=== PROBLEM DETAILS ===
Return all of the entries below exactly as they are given.

=== EXERCISE MATERIAL ===
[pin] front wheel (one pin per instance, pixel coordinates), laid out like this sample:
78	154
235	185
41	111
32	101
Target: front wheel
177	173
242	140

=== WRITTEN REPLY ===
[pin] front wheel (one pin per instance, pixel coordinates), laid out like this sample:
78	154
235	185
41	111
32	101
Target: front wheel
177	173
242	140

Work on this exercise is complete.